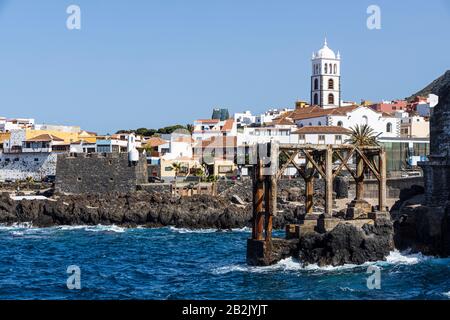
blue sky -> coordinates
[0,0,450,133]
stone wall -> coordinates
[0,153,57,181]
[348,177,424,199]
[55,153,148,194]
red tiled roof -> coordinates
[287,105,360,121]
[294,126,352,134]
[222,119,234,131]
[196,119,220,123]
[195,136,237,149]
[26,133,64,142]
[145,137,167,148]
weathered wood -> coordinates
[378,148,386,211]
[325,147,333,218]
[333,147,356,178]
[302,150,326,179]
[355,155,364,200]
[356,149,380,181]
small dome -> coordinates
[315,39,336,59]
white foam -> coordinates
[0,222,33,231]
[169,227,217,233]
[212,250,430,276]
[386,250,430,265]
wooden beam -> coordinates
[324,147,333,218]
[276,150,299,179]
[333,148,355,178]
[378,149,386,211]
[302,150,326,179]
[356,147,381,181]
[336,153,357,180]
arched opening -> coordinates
[328,93,334,104]
[386,122,392,132]
[328,79,334,89]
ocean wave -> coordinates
[212,250,432,274]
[169,226,252,233]
[0,222,33,231]
[0,222,126,236]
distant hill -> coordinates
[407,70,450,100]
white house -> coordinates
[289,105,401,137]
[311,39,341,108]
[192,119,237,141]
[295,126,351,144]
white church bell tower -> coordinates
[311,39,341,109]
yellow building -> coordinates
[26,129,97,144]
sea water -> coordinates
[0,224,450,299]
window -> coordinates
[328,93,334,104]
[219,166,233,173]
[328,79,334,89]
[319,134,325,144]
[386,122,392,132]
[362,116,369,125]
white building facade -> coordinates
[311,40,341,108]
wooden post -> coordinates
[378,148,386,211]
[324,146,333,218]
[305,176,314,214]
[355,155,364,200]
[253,145,264,240]
[305,159,314,214]
[265,142,279,241]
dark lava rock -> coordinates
[298,219,394,266]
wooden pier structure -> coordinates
[247,142,388,265]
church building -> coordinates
[311,39,341,109]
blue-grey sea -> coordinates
[0,224,450,299]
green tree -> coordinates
[345,124,381,146]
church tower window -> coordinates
[328,93,334,104]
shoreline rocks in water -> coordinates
[0,191,298,230]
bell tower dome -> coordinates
[311,39,341,109]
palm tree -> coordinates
[345,124,381,200]
[172,162,181,180]
[186,123,194,134]
[345,124,381,146]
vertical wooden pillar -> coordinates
[324,146,333,218]
[355,151,364,200]
[265,142,279,241]
[305,176,314,214]
[378,148,386,211]
[304,159,314,214]
[252,146,264,240]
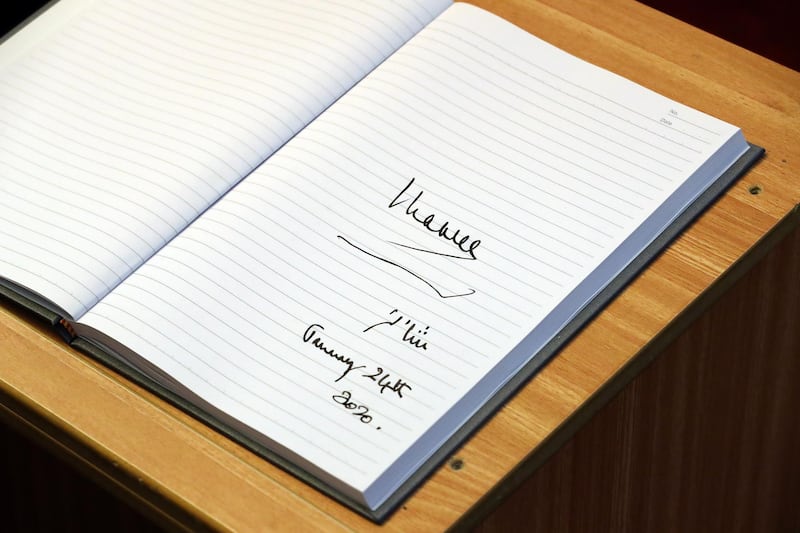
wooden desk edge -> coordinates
[449,204,800,531]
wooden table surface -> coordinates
[0,0,800,531]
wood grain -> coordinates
[0,0,800,531]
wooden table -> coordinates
[0,0,800,531]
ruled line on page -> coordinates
[0,0,446,316]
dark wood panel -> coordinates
[475,224,800,533]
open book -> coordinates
[0,0,762,520]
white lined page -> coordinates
[78,4,744,507]
[0,0,448,317]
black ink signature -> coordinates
[389,178,481,260]
[303,324,367,383]
[303,324,411,398]
[364,309,430,350]
[337,235,475,298]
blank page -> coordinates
[0,0,447,317]
[78,4,746,506]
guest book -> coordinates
[0,0,763,521]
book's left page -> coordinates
[0,0,450,319]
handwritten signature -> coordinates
[303,324,412,398]
[364,309,430,350]
[389,178,481,261]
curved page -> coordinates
[0,0,447,318]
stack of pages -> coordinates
[0,0,760,520]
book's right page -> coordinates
[0,0,450,318]
[75,4,747,508]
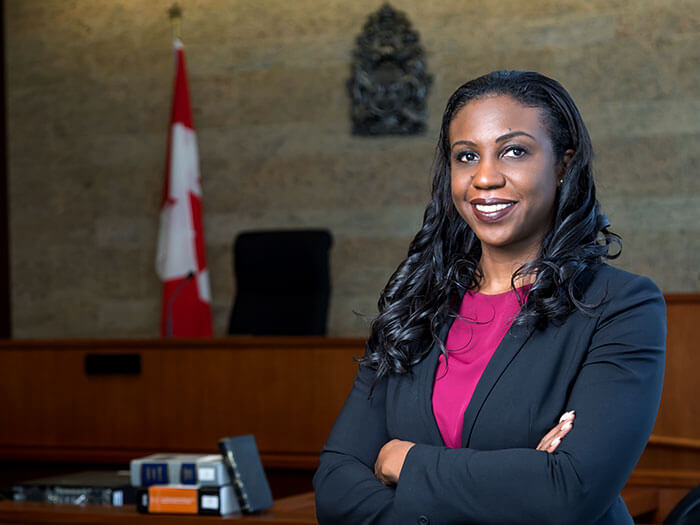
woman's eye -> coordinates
[503,146,527,159]
[457,151,479,162]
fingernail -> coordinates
[559,410,576,423]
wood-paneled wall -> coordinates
[0,295,700,471]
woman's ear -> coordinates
[557,149,574,186]
[559,149,574,177]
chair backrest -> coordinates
[229,230,332,335]
[664,485,700,525]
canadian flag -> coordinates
[156,39,212,337]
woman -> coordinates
[314,71,665,525]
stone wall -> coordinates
[5,0,700,337]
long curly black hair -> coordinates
[360,71,622,382]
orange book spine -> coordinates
[148,485,197,514]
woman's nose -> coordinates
[472,160,506,190]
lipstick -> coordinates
[469,199,517,222]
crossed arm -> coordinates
[314,279,665,524]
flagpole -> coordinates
[168,3,182,40]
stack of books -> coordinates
[12,470,136,507]
[130,435,272,516]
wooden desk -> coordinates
[0,493,316,525]
[0,488,659,525]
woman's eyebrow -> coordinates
[450,140,476,149]
[450,131,537,149]
[496,131,537,142]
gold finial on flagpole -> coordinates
[168,3,182,40]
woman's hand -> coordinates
[537,410,576,453]
[374,439,415,485]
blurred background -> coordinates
[4,0,700,338]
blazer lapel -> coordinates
[419,319,454,446]
[462,326,533,447]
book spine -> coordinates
[197,458,232,487]
[131,458,197,487]
[136,485,240,516]
[138,485,199,514]
[219,440,250,512]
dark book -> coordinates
[12,470,136,507]
[136,485,240,516]
[219,434,273,513]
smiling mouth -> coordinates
[471,199,517,223]
[474,202,515,213]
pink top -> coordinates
[433,285,531,448]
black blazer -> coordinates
[314,264,666,525]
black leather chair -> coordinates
[228,230,333,335]
[664,485,700,525]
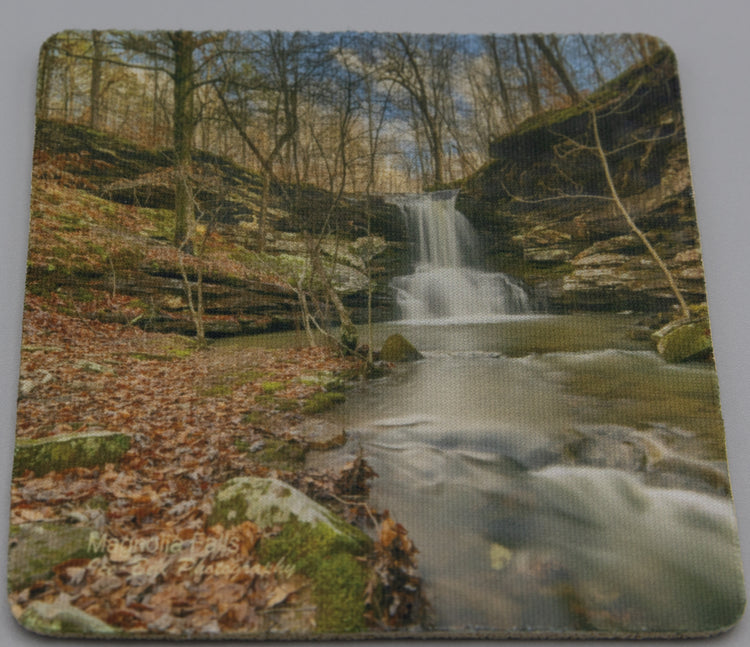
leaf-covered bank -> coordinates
[9,295,423,636]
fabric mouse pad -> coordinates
[8,31,745,640]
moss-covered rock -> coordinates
[302,391,346,414]
[13,431,130,476]
[208,476,370,550]
[8,522,99,591]
[654,319,713,362]
[259,519,370,634]
[380,334,423,362]
[289,417,346,449]
[253,438,307,471]
[18,601,120,637]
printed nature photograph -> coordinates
[8,31,745,640]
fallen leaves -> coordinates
[10,295,424,637]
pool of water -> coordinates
[300,315,744,634]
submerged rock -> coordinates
[208,477,373,634]
[654,319,713,362]
[380,334,423,362]
[13,431,130,476]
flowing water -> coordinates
[388,191,529,321]
[235,194,744,635]
[310,192,744,634]
[310,322,743,632]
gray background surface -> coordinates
[0,0,750,647]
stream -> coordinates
[239,191,744,636]
[309,315,744,633]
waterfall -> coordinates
[387,191,529,321]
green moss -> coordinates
[259,521,368,634]
[8,522,103,591]
[302,391,346,414]
[206,494,247,528]
[252,438,307,472]
[13,432,130,476]
[380,334,422,362]
[658,321,713,362]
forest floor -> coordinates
[10,293,419,637]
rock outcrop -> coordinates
[458,50,705,311]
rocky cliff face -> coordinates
[459,50,705,311]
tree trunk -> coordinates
[89,29,104,130]
[532,34,581,104]
[170,31,195,247]
[485,34,517,128]
[513,34,542,115]
[591,110,690,319]
[36,37,54,119]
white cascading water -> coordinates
[387,191,529,322]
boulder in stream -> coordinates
[654,319,713,363]
[380,334,424,362]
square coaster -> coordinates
[8,30,745,640]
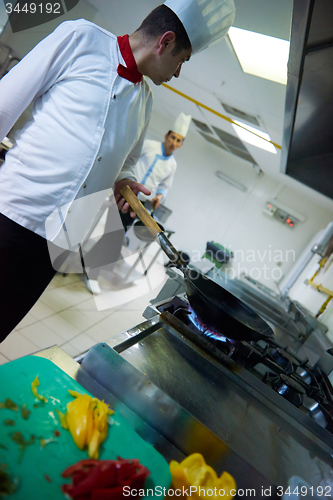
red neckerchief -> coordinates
[117,35,142,83]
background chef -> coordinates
[0,0,235,340]
[84,113,191,294]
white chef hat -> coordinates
[170,112,192,137]
[164,0,236,54]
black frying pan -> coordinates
[121,186,274,340]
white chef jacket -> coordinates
[0,19,152,248]
[135,140,177,200]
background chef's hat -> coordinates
[164,0,236,54]
[170,113,192,137]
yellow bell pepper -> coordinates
[57,390,114,459]
[31,375,47,403]
[169,453,236,500]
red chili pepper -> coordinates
[62,457,149,500]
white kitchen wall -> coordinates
[148,108,333,291]
[289,242,333,342]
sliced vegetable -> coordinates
[57,390,114,459]
[10,431,36,460]
[0,398,18,411]
[31,375,47,403]
[61,457,150,500]
[169,453,236,500]
[21,403,31,420]
[0,464,18,498]
[3,418,15,426]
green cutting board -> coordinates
[0,356,171,500]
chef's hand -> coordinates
[114,179,151,218]
[151,193,163,210]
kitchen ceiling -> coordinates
[84,0,293,181]
[3,0,333,209]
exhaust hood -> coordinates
[281,0,333,198]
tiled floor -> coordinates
[0,243,167,364]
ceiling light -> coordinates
[228,26,290,85]
[232,121,277,155]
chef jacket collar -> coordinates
[117,35,142,83]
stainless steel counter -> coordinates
[31,344,278,499]
[98,316,333,487]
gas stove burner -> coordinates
[188,305,228,342]
[294,366,314,385]
[272,375,305,408]
[157,296,333,433]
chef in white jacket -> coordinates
[84,113,192,295]
[0,0,235,340]
[135,113,191,208]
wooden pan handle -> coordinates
[120,186,161,236]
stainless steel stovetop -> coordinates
[84,292,333,492]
····················
**PROBLEM:** Please print everything in the material from the line containing "woman's hand -> coordinates" down to the line containing "[433,285,531,448]", both included, and reproduce those lines unchanged.

**SOLVED PROBLEM:**
woman's hand -> coordinates
[537,410,576,453]
[374,439,415,485]
blurred background -> coordinates
[4,0,700,338]
blazer lapel -> coordinates
[419,319,454,446]
[462,326,533,447]
book spine -> coordinates
[197,458,232,487]
[131,458,197,487]
[136,485,240,516]
[138,485,199,514]
[219,440,250,512]
dark book -> coordinates
[12,470,136,507]
[136,485,240,516]
[219,434,273,513]
smiling mouth -> coordinates
[471,199,517,223]
[474,202,515,213]
pink top -> coordinates
[433,285,531,448]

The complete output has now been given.